#### Lesetext ####
Das Timing des Delays des Lead-Synth wird im Break per Automation nach und nach verkürzt und dadurch immer höher, womit der Sound zu einem Effekt wird und sich mit den zahlreichen anderen FX-Sounds ergänzt. Ähnlich verhält es sich mit dem Arp-Synth, dessen Arpeggio-Tempo bis kurz vor den 2. Drop hin immer schneller wird und der dadurch ebenfalls ein spannungsteigender Effekt wird.
Earcandy/FX
Earcandy-Sounds nehmen im Psytrance eine Sonderstellung ein, da sie nicht wie in vielen anderen Stilen nur benutzt werden, um den Mix auszufüllen oder Lücken im Arrangement zu schließen. Im Gegenteil, sie tragen wesentlich zur düsteren und übernatürlichen Atmosphäre der Tracks bei und können, wie oben bereits erwähnt, auch zum vordergründigen Element eines Tracks werden. Hört man sich nur die beiden Earcandy-Spuren alleine an, fällt auf, wie vielschichtig und zahlreich diese sind. Es ist durchaus möglich, dass ein Track noch ein wesentlich dichteres Netz an Effektsounds beinhaltet als der hier vorliegende Demo-Loop.
Des weiteren können sich viele Elemente im Laufe eines Tracks zu Earcandy entwickeln, wie man zum Beispiel bei den Vocals oder dem Lead-Synth gesehen hat, oder erfüllen von Anfang an mehrere Zwecke.
Daneben kommen auch hier die Dance-typische Effekte vor, die zur Überleitung in andere Formteile gedacht sind. Diese fügen sich in die restliche Ästhetik des Tracks ein und sind verglichen denen anderer Stile recht dicht, kraftvoll und vordergründig zu hören.
#### Vorliegende Auflistung ####
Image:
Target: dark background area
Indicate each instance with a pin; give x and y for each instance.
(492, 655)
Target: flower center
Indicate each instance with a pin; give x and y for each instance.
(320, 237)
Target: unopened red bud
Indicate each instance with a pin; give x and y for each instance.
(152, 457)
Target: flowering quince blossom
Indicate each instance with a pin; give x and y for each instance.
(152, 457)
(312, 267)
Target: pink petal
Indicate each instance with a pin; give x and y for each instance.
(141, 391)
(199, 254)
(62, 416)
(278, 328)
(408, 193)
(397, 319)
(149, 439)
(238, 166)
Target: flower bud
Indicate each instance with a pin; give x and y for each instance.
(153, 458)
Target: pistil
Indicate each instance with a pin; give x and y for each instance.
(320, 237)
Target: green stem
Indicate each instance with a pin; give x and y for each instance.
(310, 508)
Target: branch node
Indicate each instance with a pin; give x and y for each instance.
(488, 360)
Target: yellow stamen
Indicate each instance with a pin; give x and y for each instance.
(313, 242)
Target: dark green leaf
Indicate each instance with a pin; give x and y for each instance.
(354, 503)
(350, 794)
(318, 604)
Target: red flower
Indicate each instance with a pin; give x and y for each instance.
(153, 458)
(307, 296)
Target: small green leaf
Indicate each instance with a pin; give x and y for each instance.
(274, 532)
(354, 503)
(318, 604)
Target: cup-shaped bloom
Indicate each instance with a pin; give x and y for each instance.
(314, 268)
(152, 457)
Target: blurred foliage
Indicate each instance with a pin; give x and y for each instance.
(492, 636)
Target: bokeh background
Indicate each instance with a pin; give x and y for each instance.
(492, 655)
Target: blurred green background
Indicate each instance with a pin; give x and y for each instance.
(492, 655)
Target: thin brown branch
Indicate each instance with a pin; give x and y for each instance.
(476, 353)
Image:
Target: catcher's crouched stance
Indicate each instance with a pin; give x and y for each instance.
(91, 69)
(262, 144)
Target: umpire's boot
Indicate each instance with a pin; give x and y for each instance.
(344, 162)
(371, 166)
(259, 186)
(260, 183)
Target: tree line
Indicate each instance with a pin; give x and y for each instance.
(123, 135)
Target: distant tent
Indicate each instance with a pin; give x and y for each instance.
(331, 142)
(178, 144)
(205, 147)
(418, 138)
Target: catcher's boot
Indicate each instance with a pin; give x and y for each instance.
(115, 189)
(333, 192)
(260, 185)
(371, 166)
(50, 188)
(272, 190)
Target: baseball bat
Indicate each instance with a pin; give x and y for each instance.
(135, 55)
####
**Aufgabe A:**
Beantworte anhand des Lesetexts über Earcandy im Psytrance diese Fragen:
(i) Was geschieht im Break mit dem Timing des Delays des Lead-Synth?
(ii) Bis wann wird das Arpeggio-Tempo des Arp-Synth immer schneller?
(iii) Welche Elemente nennt der Text als Beispiele dafür, dass sich Elemente im Laufe eines Tracks zu Earcandy entwickeln können?
**Aufgabe B:** Nenne alle Eigenschaften, die der Lesetext über Earcandy im Psytrance den Dance-typischen Effekten zur Überleitung im Vergleich zu anderen Stilen zuschreibt.
**Aufgabe C:** Schreib bitte den Lesetext über Earcandy im Psytrance nach seinem letzten Satz weiter.

**Erwartete Antwort A:**
(i) Es wird per Automation nach und nach verkürzt und dadurch immer höher.
(ii) Bis kurz vor den 2. Drop.
(iii) Die Vocals und den Lead-Synth.

**Erwartete Antwort B:** dicht, kraftvoll, vordergründig

**Erwartete Antwort C:**
Arrangement und Entwicklung im Verlauf
Die Drums beschränken sich im 1. Drop auf die Kickdrum, wodurch der Fokus auf den Bass und die Soundeffekte gelegt wird, die zusätzlich erklingen. Der Rest der Drums erklingt erst im 2. Drop und steigert dadurch gegenüber dem ersten Formteil die Energie. Passend dazu kommen auch die Vocals und ein paar Earcandy-Sounds erst im Break oder 2. Drop dazu. Diese Art des progressiven Songwritings ist recht typisch für das Arrangement der Drops in Psytrance; jedoch kann ein kurzer Demo-Loop wie hier diese Komponente natürlich nur begrenzt abbilden. Typisch sind auch – und hier ist eine große Gemeinsamkeit zu vielen anderen Trance-Stilen gegeben – der starke Kontrast des Breaks/Build-Ups zu den Drops und der sehr energiegeladene Build-Up. Spezifisch für Psytrance ist das Aufbrechen des rhythmischen Kontexts in diesem Formteil, was wie hier quasi zu einer Orientierungslosigkeit im Metrum führen kann, um dann erst im nächsten Drop oder noch während des Build-Ups wiederhergestellt zu werden. Nicht selten wechselt nach einem so großen Break/Build-Up der Bass auch seinen Groove; die gängigste Variante hier ist der Wechsel von einem Sechzehntel- zu einem Achtel-Triolen-basierten Pattern oder umgekehrt. Es sei außerdem noch darauf hingewiesen, wie energiegeladen der Build-Up durch das Zusammenspiel unter anderem der dichten und prominenten Effektsounds, der wuchtigen Snare-Drums und der weiteren oben beschriebenen Sounds und Mittel klingt. Dies zeigt auch die Verwandtschaft zu den anderen Trance-Stilen.
Mehrspurplayer
Der nachfolgende Player bietet die Möglichkeit, alle Elemente nach Belieben stummzuschalten, einzeln oder in verschiedenen Kombinationen anzuhören oder mit Hilfe des Faders in der Lautstärke zu reduzieren, um einzelne Aspekte der vorangegangen Analyse noch einmal besser nachvollziehen zu können.
Downloads
Hier sind sowohl die Masterdatei als auch die einzelnen Instrumente des Klangbeispiel sTrance als Stems zum Download bereitgestellt. Die Wav-Files können in eine DAW (z.B. Waveform) geladen werden und stehen zum freien Weiterarbeiten zur Verfügung (CC0).
Es empfiehlt sich dabei, das Songtempo in der DAW auf 142bpm zu stellen, da dann alle Spuren genau auf dem Grid liegen.
Bitte die Stems beim Import in eine DAW um etwa 5dB leiser machen, da es sonst zu Übersteuerungen kommen kann.
Hilight Tribe – Free Tibet (Vini Vici Remix) (machte das israelische Duo Vini Vici zu Weltstars und verhalf Psytrance 2017 zu einer Art Renaissance)
Hilight Tribe – Free Tibet (Vini Vici Remix) (2016) | Quelle: Youtube
Eniko vs Highko vs Rawar – Euterpe (Hi-Tech, eine wesentlich schnellere, progressivere und minimalistischere Variante von Psytrance)
Eniko vs Highko vs Rawar – Euterpe (2016) | Quelle: Youtube
Ritmo – Organic Rhythm
Ritmo – Organic Rhythm (2022) | Quelle: Youtube
Dimension 5 – Omega Centaurus (ein Oldschool Goa-Track)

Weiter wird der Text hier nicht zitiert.